(WORKING DATA):

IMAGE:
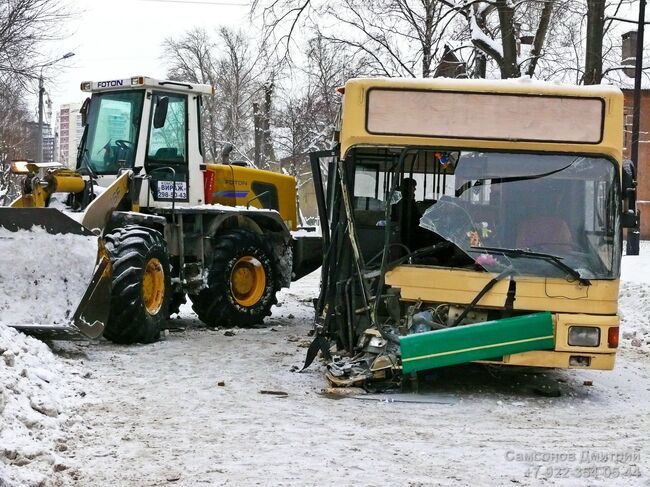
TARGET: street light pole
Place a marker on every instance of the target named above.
(41, 92)
(39, 147)
(633, 234)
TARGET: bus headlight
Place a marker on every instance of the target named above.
(584, 336)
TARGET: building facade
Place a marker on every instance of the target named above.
(70, 130)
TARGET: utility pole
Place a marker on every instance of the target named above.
(39, 142)
(633, 234)
(41, 92)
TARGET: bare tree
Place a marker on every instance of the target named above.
(238, 69)
(25, 25)
(13, 137)
(190, 58)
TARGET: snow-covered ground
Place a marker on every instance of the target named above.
(205, 408)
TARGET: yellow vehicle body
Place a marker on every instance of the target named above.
(571, 303)
(233, 185)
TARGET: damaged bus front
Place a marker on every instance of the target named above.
(471, 221)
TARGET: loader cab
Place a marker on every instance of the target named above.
(151, 127)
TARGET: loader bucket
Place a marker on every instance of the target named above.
(54, 274)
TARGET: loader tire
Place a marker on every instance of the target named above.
(242, 282)
(141, 285)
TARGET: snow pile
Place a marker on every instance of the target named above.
(43, 276)
(634, 304)
(35, 394)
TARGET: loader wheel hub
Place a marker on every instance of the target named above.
(153, 286)
(247, 281)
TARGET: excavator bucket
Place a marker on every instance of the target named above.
(55, 275)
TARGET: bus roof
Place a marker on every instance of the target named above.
(522, 114)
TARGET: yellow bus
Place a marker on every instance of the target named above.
(472, 220)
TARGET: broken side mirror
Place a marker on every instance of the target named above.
(84, 112)
(630, 216)
(160, 114)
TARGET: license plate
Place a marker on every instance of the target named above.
(166, 190)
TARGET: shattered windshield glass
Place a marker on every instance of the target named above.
(541, 215)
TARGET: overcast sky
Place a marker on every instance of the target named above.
(115, 39)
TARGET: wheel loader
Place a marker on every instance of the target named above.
(116, 245)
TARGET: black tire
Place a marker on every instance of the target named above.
(133, 250)
(218, 304)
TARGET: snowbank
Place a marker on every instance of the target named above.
(634, 304)
(36, 404)
(43, 276)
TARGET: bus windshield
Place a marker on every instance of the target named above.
(563, 207)
(110, 139)
(507, 208)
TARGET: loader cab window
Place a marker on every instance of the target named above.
(110, 140)
(168, 129)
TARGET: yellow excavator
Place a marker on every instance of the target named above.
(115, 246)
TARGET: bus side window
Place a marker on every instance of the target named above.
(267, 195)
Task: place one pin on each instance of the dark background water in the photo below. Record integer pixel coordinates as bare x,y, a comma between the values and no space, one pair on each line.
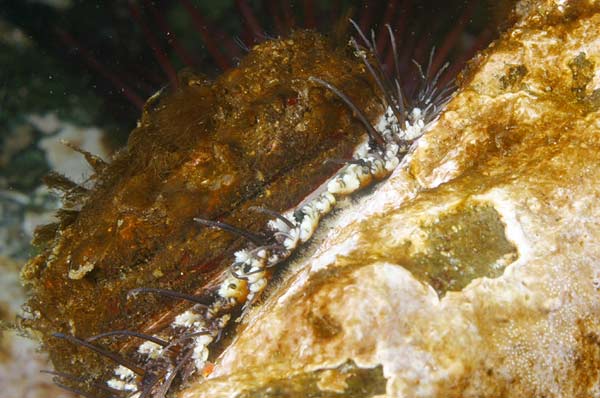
78,64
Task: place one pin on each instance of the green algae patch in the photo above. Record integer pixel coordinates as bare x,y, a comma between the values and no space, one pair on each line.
463,245
347,380
257,136
448,251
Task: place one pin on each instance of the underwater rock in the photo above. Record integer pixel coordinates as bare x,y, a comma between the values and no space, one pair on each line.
472,272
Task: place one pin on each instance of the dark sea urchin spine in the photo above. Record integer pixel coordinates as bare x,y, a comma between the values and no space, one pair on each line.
183,347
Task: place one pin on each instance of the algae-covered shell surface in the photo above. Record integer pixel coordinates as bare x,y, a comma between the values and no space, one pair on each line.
472,271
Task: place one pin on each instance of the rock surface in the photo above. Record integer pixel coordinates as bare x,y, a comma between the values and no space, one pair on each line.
474,271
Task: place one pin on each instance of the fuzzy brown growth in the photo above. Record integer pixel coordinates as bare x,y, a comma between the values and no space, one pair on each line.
258,136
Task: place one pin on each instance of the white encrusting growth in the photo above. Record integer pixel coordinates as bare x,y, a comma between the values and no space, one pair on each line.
389,142
249,272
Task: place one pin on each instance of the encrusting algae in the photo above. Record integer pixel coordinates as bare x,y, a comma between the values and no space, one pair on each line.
258,136
472,271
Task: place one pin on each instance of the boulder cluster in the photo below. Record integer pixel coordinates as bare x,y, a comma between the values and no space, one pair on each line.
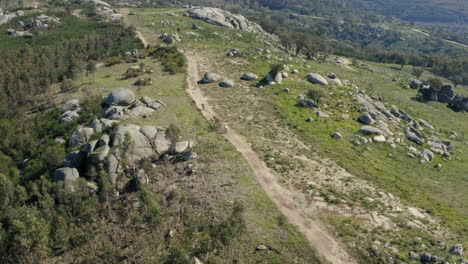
106,146
169,38
331,79
223,18
456,250
211,77
5,17
379,122
444,94
41,23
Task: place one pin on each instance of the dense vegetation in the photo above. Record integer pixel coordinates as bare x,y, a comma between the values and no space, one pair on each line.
29,67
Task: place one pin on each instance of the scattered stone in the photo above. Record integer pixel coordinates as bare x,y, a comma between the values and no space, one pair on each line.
195,260
337,135
169,38
249,76
226,83
317,79
425,258
413,137
121,97
81,136
261,248
66,175
142,178
71,105
366,119
74,159
368,130
190,155
223,18
114,113
380,139
457,249
211,78
413,255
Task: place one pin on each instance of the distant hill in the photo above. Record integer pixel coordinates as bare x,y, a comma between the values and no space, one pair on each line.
446,11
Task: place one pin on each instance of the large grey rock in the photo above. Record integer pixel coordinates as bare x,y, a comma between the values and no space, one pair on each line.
69,116
226,83
425,258
142,178
98,3
413,137
457,249
161,142
223,18
156,104
317,79
170,38
111,164
413,255
149,131
97,126
366,119
107,122
74,159
81,136
139,146
335,82
428,155
99,154
307,103
71,105
446,94
66,175
211,77
181,146
249,76
189,155
141,111
368,130
121,96
114,113
415,84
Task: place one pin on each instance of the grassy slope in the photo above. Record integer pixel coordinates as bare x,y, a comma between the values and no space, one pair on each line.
218,160
441,192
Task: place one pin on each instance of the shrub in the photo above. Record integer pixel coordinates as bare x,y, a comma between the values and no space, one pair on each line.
316,95
68,86
435,83
172,60
275,69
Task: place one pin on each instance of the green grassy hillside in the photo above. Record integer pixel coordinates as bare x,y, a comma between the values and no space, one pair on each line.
268,117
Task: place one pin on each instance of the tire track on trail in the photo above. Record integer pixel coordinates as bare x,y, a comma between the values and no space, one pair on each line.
319,239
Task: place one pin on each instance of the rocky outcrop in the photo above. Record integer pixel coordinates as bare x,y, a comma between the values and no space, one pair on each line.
226,83
445,95
169,38
249,76
223,18
211,77
121,97
317,79
66,175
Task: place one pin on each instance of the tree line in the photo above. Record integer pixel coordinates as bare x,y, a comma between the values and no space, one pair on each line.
28,72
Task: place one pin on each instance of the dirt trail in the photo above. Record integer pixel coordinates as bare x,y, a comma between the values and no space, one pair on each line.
326,245
142,38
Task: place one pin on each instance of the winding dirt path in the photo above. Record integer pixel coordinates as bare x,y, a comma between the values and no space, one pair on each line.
325,244
142,38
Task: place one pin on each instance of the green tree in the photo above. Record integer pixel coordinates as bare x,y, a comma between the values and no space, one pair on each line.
418,72
316,95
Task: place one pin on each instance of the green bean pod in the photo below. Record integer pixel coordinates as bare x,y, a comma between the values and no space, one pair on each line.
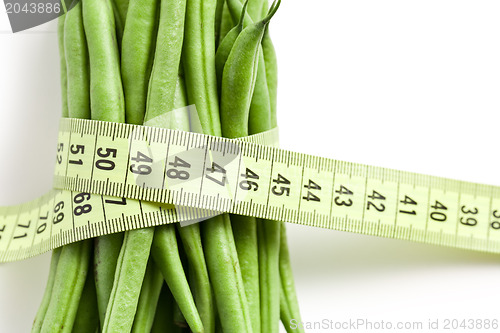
263,104
138,44
87,317
199,63
218,20
107,101
77,64
269,250
162,86
255,9
107,104
260,106
122,10
62,66
225,48
164,313
247,248
148,300
166,255
225,275
239,77
286,275
285,316
42,309
129,275
202,290
178,317
106,251
119,22
68,285
271,65
226,22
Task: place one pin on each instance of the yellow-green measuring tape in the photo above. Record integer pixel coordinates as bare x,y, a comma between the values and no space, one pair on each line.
114,177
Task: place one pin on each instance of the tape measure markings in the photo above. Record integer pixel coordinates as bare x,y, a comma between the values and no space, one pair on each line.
217,175
291,159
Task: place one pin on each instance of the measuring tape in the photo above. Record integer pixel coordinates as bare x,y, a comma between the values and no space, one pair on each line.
115,177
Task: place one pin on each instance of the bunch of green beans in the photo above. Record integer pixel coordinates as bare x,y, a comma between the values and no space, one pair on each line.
143,62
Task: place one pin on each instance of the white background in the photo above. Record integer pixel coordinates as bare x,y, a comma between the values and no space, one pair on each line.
412,85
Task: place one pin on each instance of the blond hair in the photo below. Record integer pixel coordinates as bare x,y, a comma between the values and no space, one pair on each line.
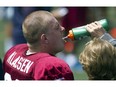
35,24
99,60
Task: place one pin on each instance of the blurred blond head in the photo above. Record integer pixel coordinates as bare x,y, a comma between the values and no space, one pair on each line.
99,60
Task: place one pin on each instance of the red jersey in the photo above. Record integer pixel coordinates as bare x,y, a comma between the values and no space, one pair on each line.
39,66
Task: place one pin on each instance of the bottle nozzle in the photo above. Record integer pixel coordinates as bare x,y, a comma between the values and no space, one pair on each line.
71,35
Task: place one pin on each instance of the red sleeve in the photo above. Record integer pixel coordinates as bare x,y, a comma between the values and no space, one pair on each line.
53,70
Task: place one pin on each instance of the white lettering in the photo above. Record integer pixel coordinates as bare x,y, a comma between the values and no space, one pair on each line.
19,63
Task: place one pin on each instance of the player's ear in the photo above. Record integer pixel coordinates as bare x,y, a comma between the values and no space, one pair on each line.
44,38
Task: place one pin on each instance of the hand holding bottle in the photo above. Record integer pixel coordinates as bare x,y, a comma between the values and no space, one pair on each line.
95,29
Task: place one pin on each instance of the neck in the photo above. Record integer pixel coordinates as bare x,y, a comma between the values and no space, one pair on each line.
39,48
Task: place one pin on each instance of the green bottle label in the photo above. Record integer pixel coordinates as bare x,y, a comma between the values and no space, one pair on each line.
81,31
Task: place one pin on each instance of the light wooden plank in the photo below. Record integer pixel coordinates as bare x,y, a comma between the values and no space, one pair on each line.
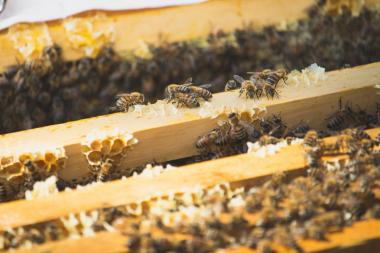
241,169
158,136
173,24
363,236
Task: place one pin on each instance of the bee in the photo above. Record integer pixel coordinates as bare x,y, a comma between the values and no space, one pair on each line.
311,139
283,236
125,100
53,54
265,84
231,85
299,130
172,89
238,133
314,230
264,246
313,159
347,143
279,128
272,77
104,170
267,217
373,212
200,92
248,87
187,100
6,190
337,120
206,141
268,140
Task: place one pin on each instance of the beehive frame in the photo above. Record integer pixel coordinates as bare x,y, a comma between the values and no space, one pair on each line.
354,84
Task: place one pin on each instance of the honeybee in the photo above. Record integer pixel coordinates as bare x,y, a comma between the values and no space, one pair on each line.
231,85
283,236
315,230
6,190
206,141
105,170
299,130
313,159
272,77
200,92
53,54
268,140
311,139
187,100
125,100
172,89
238,133
248,87
337,120
264,246
215,140
279,128
347,143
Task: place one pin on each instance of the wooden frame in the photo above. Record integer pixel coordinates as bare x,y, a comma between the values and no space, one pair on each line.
173,24
363,236
158,136
247,169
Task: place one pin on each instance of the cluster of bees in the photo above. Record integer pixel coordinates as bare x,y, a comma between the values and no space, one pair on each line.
281,211
186,94
259,83
18,174
231,136
52,90
105,153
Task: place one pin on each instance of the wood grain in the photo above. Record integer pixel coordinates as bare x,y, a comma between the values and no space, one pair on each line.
245,169
173,24
158,136
363,236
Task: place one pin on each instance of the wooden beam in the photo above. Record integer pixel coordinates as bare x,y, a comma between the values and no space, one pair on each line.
158,136
363,236
173,24
247,169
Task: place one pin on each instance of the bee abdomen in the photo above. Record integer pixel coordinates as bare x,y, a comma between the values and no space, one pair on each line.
238,134
335,123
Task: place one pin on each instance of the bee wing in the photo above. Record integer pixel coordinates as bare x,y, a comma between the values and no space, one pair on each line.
121,95
188,81
238,78
206,86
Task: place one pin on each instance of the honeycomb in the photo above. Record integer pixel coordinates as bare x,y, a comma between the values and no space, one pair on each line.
44,163
30,39
89,34
103,150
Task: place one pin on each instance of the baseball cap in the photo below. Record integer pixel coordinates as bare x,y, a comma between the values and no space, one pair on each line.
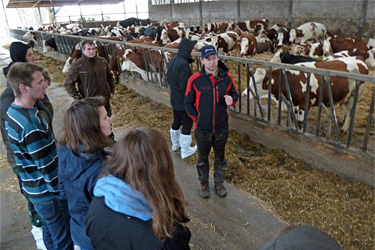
208,50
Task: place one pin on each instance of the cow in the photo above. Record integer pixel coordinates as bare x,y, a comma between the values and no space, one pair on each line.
314,50
255,26
342,88
172,34
227,41
291,59
49,44
173,45
77,53
247,44
307,31
354,48
131,21
134,62
153,32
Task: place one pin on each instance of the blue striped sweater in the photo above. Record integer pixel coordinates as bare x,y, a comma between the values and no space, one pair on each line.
33,143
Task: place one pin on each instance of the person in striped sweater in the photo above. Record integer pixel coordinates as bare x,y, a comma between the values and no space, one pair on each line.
34,146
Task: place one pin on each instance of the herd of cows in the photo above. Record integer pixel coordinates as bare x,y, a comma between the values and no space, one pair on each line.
309,45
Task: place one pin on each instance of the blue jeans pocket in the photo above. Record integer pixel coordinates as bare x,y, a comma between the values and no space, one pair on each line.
46,209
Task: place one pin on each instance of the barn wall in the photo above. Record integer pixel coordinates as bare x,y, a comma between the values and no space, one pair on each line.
350,17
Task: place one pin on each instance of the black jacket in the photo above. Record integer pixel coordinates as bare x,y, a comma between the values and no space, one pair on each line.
110,230
179,72
205,102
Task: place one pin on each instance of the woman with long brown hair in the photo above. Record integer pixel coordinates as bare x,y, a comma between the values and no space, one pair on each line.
138,203
81,157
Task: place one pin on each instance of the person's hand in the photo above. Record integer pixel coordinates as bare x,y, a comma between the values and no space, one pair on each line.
228,100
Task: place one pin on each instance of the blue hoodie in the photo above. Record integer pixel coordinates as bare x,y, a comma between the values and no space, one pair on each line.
122,198
77,176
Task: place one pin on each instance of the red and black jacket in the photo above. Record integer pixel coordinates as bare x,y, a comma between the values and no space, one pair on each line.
205,103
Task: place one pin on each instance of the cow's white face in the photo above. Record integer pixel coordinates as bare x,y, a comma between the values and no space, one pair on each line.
280,39
67,66
259,75
327,50
164,37
244,46
46,48
214,42
370,61
292,35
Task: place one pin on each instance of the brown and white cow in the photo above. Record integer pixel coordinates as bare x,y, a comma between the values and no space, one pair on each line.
307,31
342,88
354,47
247,44
169,35
227,41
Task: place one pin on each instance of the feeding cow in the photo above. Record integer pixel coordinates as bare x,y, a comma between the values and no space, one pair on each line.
307,31
49,45
342,88
227,41
282,57
247,44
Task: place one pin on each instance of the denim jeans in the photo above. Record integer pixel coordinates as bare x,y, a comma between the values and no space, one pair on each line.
56,224
204,142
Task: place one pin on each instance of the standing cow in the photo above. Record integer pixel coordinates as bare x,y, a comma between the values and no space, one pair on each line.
342,88
247,44
307,31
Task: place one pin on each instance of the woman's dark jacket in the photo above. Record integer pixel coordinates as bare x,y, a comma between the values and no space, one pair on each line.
110,230
77,176
179,72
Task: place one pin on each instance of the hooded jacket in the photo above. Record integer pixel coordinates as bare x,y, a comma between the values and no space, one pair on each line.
93,76
179,72
205,102
77,176
121,218
17,51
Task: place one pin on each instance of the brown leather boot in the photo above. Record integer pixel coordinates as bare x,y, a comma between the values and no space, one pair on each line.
204,192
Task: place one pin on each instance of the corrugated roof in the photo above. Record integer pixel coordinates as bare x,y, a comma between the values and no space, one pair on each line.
56,3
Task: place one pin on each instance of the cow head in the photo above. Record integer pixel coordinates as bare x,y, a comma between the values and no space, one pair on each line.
327,49
370,60
259,77
248,47
292,35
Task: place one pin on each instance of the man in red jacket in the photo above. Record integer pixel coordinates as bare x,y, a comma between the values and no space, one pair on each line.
208,94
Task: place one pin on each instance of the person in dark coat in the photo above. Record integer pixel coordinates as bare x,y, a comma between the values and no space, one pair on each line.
208,95
179,72
20,52
138,203
81,156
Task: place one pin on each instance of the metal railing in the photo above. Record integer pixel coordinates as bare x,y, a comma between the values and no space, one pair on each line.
319,125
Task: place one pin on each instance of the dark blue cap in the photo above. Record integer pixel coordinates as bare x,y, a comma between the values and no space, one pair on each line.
208,50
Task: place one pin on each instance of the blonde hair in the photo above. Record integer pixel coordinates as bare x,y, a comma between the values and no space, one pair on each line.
142,160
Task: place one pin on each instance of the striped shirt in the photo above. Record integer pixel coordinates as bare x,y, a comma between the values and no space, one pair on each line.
33,143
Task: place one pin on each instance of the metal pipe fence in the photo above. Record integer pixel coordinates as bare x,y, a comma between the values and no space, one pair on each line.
318,122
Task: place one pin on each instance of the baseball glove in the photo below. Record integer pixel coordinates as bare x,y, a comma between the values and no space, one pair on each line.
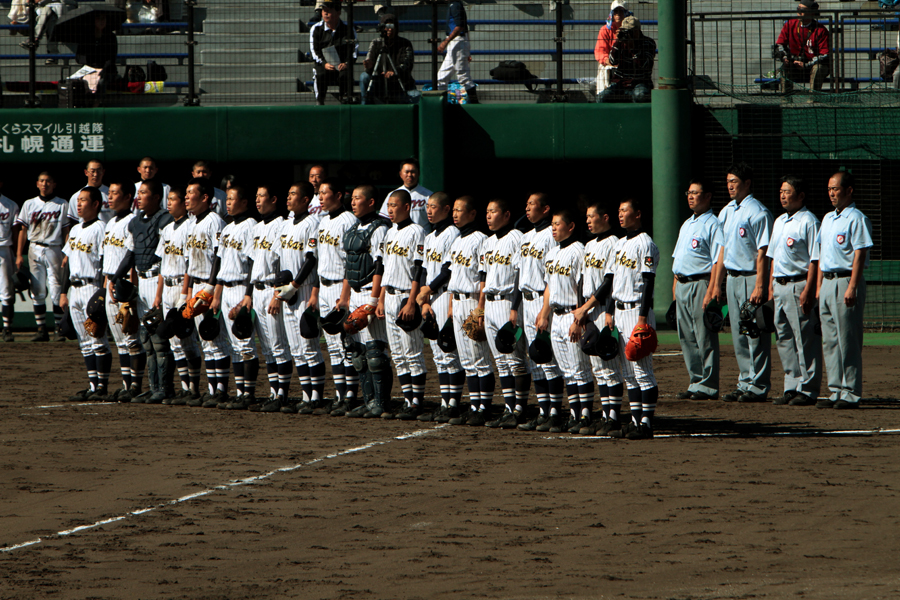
127,319
473,328
94,329
358,319
642,343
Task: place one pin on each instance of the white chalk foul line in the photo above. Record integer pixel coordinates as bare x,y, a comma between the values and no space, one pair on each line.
224,487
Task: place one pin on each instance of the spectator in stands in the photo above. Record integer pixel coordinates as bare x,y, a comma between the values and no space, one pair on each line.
332,45
605,38
631,57
802,48
388,64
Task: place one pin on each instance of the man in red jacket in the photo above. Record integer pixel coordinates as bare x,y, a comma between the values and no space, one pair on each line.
802,47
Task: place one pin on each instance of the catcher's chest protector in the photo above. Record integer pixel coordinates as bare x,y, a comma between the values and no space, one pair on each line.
360,267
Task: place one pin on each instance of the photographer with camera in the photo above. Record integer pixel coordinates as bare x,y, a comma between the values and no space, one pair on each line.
631,57
802,48
389,65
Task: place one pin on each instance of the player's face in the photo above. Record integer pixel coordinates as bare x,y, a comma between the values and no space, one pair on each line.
410,176
147,169
738,189
46,185
436,213
560,229
94,173
462,216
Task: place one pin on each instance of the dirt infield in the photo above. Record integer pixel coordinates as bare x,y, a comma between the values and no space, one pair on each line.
772,503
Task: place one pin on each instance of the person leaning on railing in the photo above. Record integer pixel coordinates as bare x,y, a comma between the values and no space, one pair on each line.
802,48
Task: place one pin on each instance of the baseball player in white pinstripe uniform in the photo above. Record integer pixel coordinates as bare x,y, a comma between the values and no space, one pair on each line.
598,253
298,251
84,250
435,299
532,265
465,286
403,252
172,268
204,230
562,296
235,292
500,254
44,224
132,359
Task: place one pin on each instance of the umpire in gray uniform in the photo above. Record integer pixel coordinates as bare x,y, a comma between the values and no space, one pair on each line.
699,243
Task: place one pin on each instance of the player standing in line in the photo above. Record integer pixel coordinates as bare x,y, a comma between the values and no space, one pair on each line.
501,300
403,253
298,253
562,296
364,267
94,172
332,259
532,265
435,300
84,250
204,230
132,359
699,244
235,292
465,286
599,253
747,225
844,240
44,224
9,211
172,268
794,277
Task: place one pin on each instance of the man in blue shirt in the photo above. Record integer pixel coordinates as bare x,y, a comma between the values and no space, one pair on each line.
747,225
699,245
792,285
844,242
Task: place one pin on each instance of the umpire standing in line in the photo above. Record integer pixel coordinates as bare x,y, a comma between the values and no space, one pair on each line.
699,242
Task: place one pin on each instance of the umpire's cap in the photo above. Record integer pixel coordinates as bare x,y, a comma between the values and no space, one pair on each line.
333,322
309,323
413,323
209,326
540,350
242,327
429,327
507,338
447,337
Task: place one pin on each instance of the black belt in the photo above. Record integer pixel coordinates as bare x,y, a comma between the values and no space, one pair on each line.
790,279
836,274
626,305
688,278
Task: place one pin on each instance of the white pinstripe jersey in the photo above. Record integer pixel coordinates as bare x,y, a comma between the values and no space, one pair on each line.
170,248
265,247
85,249
331,247
299,237
9,210
598,252
536,246
235,245
404,243
465,261
115,243
437,248
635,255
564,268
202,240
499,259
44,221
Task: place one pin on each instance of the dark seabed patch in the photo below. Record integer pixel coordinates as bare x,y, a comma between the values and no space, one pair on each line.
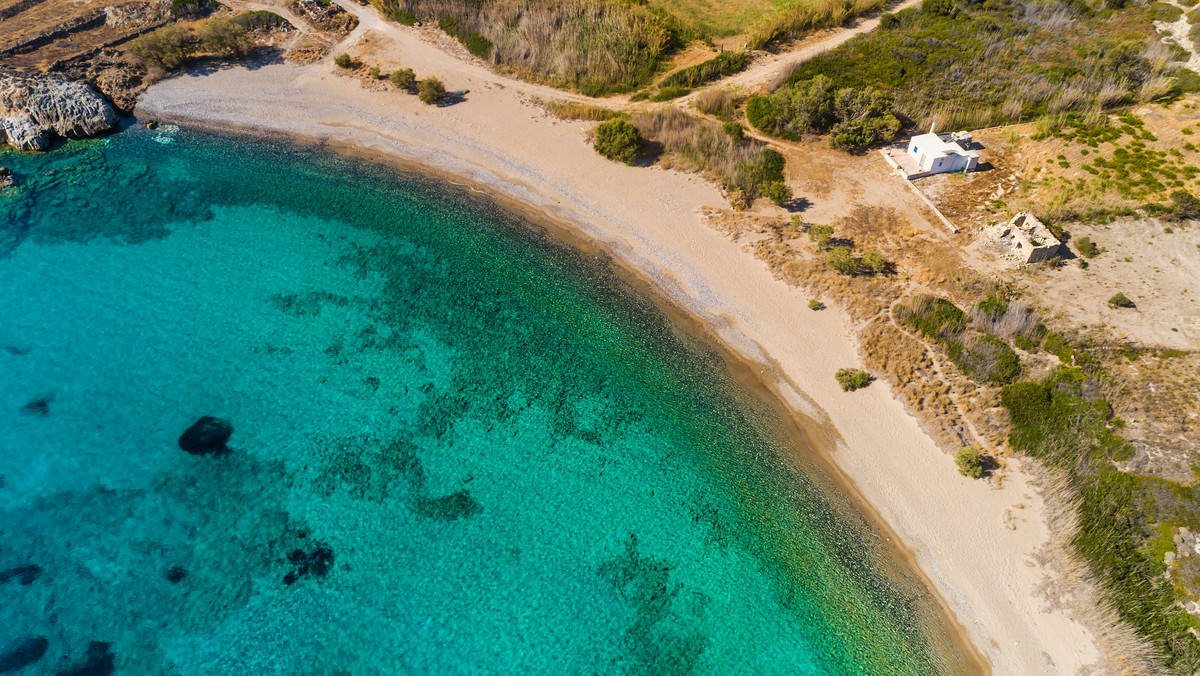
304,405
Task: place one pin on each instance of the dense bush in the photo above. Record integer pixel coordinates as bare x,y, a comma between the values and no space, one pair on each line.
403,78
985,358
167,47
190,9
261,18
618,139
970,462
744,167
594,46
852,378
1121,300
431,90
853,118
225,39
981,64
1087,247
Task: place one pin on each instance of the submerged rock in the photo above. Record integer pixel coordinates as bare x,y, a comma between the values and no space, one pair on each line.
34,109
451,507
40,407
25,652
100,662
316,563
23,574
207,436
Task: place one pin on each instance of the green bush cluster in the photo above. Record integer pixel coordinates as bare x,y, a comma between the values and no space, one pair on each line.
853,118
852,378
970,462
618,141
981,357
1057,424
172,47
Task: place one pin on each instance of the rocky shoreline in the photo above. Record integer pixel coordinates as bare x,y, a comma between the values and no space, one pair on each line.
36,109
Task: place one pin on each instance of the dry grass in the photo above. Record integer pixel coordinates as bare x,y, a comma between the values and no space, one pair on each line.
804,17
577,111
587,45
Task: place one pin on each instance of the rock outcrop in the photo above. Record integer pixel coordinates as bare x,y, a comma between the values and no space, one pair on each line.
34,109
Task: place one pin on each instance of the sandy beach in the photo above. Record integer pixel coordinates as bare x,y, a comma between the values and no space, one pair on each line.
498,141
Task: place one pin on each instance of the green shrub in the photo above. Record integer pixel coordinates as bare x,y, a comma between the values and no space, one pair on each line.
669,93
190,9
985,358
618,139
225,39
852,378
403,78
777,191
1187,205
970,462
261,18
479,46
431,90
821,234
841,259
1087,247
874,263
168,47
725,64
1121,300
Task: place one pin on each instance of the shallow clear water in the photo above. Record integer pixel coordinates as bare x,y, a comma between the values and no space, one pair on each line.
459,447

(TASK DETAILS):
Reproduce the final stretch of the data above: every line from the one holding "Task: place one pin on each instance of the submerged" through the end, inclusive, exactly as written and nothing else.

(RESULT FOR THIS EXERCISE):
Task: place one pin on each instance of the submerged rock in the photo above. Record integer pixel coordinates as bare x,y, a comma between the values and no space, one pair on each line.
34,109
451,507
40,407
25,652
100,662
316,563
23,574
207,436
Task: place one pin on each instance of the green bush cluster in the photo above. Record integer pixel coordinates as bare x,y, a comma between the values and no space, one pair on each line.
853,118
852,378
970,462
618,141
981,357
1057,424
172,47
Task: place one pin on each instance of the rocky shoreline in the photo above. Record integer pixel coordinates as bare x,y, a comma between the values and no space, one pair on each line.
36,109
Task: place one pin on each instance of the dry grass in the photo above. Record integer pixel coordinates as bare x,y, a comma between the values and no space, one pair on each line.
804,17
577,111
587,45
Task: place one pin on each instance of the rock outcrop in the photo above. Record integer pixel coordinates as bare x,y, a comma between the values and no space, one pair on each line.
34,109
Task: place one pin on each instance of the sandy beach in the photo above. Record integer pixel coordinates as bare x,y, a comma between the values and no space, one pair on each line.
498,141
Task: place one pin on each instance of the green shrub in the photo above. Record integer pixel coordinates as bare x,y, a comma between the values and no space, one pair on each line.
669,93
190,9
985,358
618,139
225,39
852,378
403,78
777,191
1187,205
970,462
261,18
479,46
431,90
821,234
841,259
1087,247
874,263
168,47
725,64
1121,300
Task: place one pin on each instance of the shallow clear water in the photo above. Record integer pixel coordinates as bare x,y, a comma between the values and no space, one pair on each line.
459,447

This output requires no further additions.